- **What you are asked to do**
Please copy out the listing below, swapping every "marker" for "dot" and leaving the rest unchanged.

========================

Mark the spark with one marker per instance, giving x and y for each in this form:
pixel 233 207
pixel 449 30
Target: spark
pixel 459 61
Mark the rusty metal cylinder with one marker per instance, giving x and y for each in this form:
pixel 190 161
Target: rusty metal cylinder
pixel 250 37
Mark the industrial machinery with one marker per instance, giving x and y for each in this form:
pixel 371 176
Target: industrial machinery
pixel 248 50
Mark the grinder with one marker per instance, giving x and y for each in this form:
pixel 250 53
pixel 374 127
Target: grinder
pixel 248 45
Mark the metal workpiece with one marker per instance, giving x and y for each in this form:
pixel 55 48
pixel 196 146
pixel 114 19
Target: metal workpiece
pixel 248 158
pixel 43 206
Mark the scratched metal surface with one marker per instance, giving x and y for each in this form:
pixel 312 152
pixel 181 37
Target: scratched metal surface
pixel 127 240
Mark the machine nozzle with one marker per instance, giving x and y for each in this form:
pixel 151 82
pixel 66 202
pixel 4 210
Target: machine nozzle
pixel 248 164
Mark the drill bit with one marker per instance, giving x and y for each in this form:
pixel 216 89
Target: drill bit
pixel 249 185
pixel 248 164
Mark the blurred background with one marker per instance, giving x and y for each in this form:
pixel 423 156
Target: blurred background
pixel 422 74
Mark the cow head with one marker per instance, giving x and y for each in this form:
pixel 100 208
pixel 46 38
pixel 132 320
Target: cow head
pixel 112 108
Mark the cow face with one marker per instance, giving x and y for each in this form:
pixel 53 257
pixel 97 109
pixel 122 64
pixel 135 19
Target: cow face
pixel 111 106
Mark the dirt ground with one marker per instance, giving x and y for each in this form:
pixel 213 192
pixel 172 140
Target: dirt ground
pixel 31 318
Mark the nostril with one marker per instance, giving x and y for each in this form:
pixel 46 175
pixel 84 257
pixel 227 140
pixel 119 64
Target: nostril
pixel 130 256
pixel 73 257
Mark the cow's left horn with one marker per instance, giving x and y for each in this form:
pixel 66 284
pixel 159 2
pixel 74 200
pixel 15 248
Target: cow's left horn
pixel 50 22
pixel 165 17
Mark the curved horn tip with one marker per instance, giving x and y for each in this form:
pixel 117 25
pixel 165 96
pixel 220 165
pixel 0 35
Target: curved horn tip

========================

- **Response**
Mark the spark with one dot per instance, giving x and y for each in this form:
pixel 233 207
pixel 449 30
Target: spark
pixel 459 61
Mark the rusty metal cylinder with one dot per instance, giving x and y for each in this form:
pixel 190 161
Target: rusty metal cylinder
pixel 250 37
Mark the industrial machinery with one dot per instance, giving x and y for each in this form:
pixel 371 176
Target: industrial machinery
pixel 248 50
Mark the grinder with one dot per instance, giving x and y for each in this form:
pixel 250 53
pixel 374 127
Target: grinder
pixel 248 45
Mark the metal workpiece with one dot per instance, giving x and y for each in this form:
pixel 55 48
pixel 196 146
pixel 114 19
Target: metal workpiece
pixel 248 158
pixel 43 206
Mark the scratched metal surface with one dot per instance, giving x and y for each in this form:
pixel 312 152
pixel 181 37
Target: scratched metal surface
pixel 127 240
Mark the machine nozzle with one dot per instance, giving x and y for each in this form:
pixel 151 82
pixel 66 202
pixel 4 210
Target: machine nozzle
pixel 248 164
Mark the drill bit with one dot per instance, giving x and y for each in this form:
pixel 216 89
Target: drill bit
pixel 249 185
pixel 248 164
Mark the blurred background with one dot per instance, giving x and y for each in this form:
pixel 423 156
Target: blurred background
pixel 422 74
Mark the cow head with one dot per instance, giving x and y for each in this form:
pixel 100 208
pixel 46 38
pixel 132 320
Target: cow head
pixel 112 108
Mark the cow face with one dot per instance, giving x and y for each in this form:
pixel 53 257
pixel 97 109
pixel 122 64
pixel 135 19
Target: cow face
pixel 111 106
Mark the dirt ground with one dot per instance, giving x and y for each in this form:
pixel 213 192
pixel 172 140
Target: dirt ground
pixel 31 318
Mark the nostril with one dot per instance, giving x and y for each in this form:
pixel 46 175
pixel 84 257
pixel 227 140
pixel 119 64
Target: nostril
pixel 130 256
pixel 73 257
Mark the cow's left horn with one dot per instance, giving x and y for each in this form:
pixel 66 284
pixel 159 2
pixel 74 200
pixel 15 248
Target: cow's left horn
pixel 50 22
pixel 165 17
Mark the curved horn tip with one dot per instance, giving x and y for each in this form:
pixel 117 25
pixel 165 96
pixel 220 165
pixel 0 35
Target: curved horn tip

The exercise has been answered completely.